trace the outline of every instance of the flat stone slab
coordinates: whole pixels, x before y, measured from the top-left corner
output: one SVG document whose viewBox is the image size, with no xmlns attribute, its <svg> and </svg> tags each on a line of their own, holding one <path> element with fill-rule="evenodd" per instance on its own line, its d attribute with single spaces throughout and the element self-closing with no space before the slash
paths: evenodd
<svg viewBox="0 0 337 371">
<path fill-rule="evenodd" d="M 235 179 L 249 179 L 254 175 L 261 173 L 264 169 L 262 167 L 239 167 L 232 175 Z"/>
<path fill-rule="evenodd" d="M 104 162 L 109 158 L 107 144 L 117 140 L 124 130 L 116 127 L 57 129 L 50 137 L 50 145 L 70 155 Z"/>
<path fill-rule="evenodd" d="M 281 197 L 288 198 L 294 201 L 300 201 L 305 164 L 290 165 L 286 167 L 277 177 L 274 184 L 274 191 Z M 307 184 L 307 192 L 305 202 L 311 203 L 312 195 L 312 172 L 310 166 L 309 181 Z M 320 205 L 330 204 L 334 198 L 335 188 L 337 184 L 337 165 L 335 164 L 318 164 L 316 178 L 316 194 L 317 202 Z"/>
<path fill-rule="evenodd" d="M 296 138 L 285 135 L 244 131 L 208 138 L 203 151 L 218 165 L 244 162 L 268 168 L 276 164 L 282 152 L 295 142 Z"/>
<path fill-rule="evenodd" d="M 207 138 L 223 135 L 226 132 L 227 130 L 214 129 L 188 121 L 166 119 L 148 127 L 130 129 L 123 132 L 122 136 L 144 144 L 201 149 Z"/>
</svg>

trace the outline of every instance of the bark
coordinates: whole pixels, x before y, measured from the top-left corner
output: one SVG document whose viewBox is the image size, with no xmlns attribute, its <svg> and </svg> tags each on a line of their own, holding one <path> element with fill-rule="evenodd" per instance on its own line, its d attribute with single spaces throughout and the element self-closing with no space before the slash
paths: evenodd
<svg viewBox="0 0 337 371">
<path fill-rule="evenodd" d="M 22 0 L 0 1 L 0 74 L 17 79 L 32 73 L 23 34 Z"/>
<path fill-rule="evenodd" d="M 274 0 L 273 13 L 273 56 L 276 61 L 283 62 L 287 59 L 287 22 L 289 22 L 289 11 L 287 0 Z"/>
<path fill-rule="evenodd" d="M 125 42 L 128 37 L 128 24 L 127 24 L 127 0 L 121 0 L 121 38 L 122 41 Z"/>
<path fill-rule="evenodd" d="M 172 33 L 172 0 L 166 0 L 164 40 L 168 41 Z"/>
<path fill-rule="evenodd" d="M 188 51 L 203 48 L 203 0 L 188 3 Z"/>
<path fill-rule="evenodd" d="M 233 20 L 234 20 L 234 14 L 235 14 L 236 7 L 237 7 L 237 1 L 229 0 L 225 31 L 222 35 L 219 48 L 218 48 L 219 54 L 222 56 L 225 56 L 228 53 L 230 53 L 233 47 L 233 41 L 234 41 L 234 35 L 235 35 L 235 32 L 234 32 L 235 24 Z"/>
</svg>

...

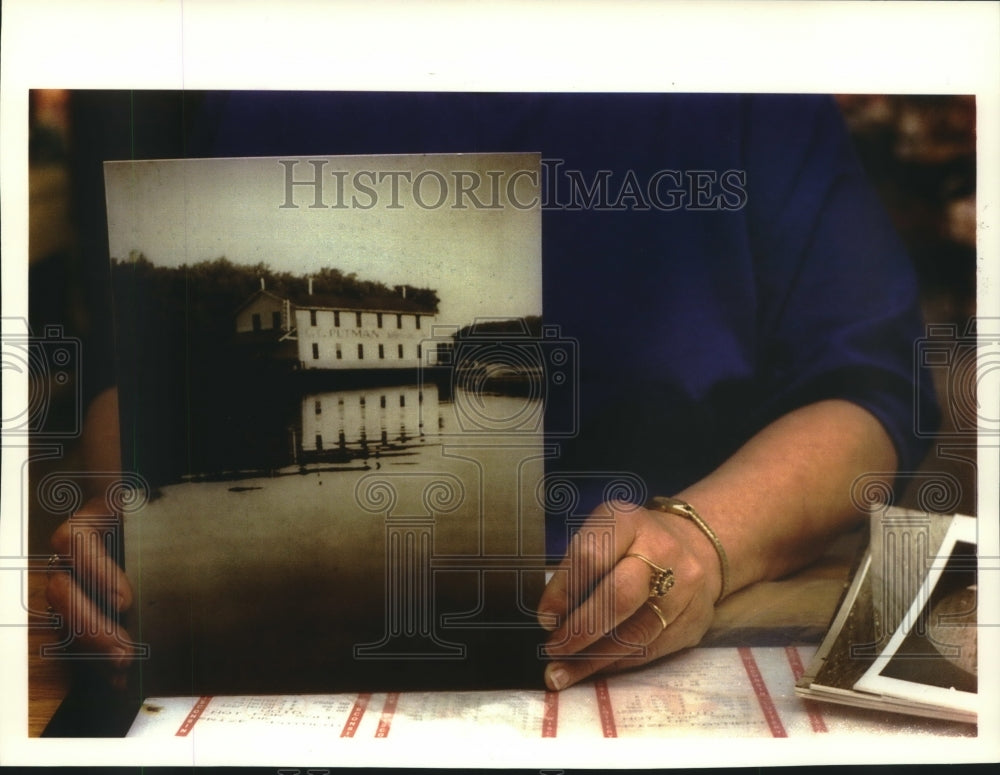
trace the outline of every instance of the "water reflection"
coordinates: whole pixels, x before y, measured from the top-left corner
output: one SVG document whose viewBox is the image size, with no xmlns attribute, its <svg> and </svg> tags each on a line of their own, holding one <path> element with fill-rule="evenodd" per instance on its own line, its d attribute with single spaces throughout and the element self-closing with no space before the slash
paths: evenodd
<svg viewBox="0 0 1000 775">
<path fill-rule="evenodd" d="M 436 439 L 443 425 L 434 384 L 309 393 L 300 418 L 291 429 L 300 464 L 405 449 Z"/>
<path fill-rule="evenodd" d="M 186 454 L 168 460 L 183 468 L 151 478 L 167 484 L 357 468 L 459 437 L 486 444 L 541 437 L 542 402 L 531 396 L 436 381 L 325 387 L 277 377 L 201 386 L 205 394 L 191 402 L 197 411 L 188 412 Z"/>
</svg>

==

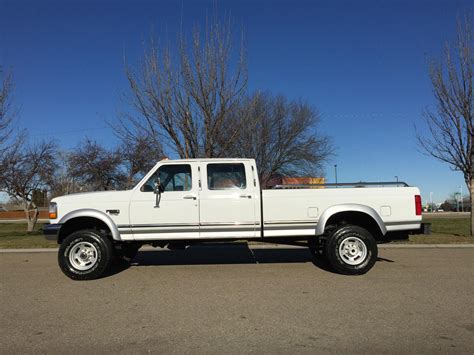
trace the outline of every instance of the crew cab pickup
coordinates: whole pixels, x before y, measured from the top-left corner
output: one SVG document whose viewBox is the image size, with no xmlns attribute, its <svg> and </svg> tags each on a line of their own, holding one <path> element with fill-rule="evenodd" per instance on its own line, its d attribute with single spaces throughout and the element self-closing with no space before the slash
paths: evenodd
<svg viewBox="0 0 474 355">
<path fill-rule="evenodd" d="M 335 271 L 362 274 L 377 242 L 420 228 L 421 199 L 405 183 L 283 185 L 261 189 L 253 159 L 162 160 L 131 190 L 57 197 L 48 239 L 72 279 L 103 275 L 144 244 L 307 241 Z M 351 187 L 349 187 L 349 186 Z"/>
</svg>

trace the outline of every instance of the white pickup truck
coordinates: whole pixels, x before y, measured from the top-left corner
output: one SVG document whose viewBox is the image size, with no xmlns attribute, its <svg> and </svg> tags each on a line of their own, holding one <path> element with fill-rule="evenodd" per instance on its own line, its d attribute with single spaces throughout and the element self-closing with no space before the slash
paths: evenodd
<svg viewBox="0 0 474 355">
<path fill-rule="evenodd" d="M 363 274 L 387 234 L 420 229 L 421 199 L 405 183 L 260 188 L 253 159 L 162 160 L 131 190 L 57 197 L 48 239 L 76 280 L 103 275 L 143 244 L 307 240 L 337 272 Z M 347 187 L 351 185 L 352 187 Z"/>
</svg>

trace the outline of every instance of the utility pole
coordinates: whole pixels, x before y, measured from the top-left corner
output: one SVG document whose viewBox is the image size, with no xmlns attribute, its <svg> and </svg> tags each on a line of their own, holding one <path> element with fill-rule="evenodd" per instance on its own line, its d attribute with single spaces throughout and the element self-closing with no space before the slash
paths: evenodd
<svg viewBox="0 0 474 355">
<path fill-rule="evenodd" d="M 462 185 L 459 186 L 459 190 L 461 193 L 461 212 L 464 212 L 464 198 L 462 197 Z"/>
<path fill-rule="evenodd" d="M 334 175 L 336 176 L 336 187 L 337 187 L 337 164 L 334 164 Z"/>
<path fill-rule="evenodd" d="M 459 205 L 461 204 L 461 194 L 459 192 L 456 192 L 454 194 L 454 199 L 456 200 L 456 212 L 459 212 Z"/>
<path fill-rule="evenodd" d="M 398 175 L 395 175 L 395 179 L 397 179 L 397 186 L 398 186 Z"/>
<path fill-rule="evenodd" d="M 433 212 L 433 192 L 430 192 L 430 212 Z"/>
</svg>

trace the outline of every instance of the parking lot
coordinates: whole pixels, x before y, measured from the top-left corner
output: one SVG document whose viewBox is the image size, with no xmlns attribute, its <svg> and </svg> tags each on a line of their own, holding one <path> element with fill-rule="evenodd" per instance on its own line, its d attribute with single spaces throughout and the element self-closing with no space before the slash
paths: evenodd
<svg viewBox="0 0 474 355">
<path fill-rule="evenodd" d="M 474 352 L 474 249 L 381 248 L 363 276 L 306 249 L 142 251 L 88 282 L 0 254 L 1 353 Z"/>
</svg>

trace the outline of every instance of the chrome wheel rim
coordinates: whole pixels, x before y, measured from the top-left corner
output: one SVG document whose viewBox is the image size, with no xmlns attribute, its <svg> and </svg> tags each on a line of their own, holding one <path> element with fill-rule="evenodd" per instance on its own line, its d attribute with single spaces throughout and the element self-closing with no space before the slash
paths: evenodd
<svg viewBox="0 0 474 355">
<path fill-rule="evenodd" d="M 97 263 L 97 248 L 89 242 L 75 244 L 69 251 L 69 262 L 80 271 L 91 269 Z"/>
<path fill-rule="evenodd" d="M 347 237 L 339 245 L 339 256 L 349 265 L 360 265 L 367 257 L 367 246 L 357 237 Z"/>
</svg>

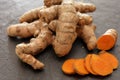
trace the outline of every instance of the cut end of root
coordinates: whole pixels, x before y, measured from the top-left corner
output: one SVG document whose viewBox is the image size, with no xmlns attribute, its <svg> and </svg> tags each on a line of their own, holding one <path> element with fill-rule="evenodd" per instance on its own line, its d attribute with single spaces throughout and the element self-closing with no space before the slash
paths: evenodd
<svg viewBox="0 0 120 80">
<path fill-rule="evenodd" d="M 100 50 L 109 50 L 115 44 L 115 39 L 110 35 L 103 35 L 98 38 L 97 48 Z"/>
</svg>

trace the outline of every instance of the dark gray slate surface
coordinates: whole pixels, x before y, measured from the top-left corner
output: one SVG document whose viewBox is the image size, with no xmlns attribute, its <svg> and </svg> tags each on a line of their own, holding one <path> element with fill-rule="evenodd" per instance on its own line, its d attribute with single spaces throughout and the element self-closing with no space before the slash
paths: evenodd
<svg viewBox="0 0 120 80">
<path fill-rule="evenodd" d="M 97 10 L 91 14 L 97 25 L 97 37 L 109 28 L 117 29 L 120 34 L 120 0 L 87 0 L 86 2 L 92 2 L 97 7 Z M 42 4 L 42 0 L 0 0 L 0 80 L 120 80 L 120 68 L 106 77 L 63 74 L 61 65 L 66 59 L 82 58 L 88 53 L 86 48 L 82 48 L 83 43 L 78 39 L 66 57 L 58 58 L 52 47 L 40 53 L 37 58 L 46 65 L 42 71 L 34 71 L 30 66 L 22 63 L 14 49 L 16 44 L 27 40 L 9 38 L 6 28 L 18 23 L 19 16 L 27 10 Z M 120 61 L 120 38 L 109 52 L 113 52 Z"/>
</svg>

PROBLEM:
Within the listing above, how many lines contain "trace"? Please respond with the number and nothing else.

ANSWER TO THIS EXERCISE:
10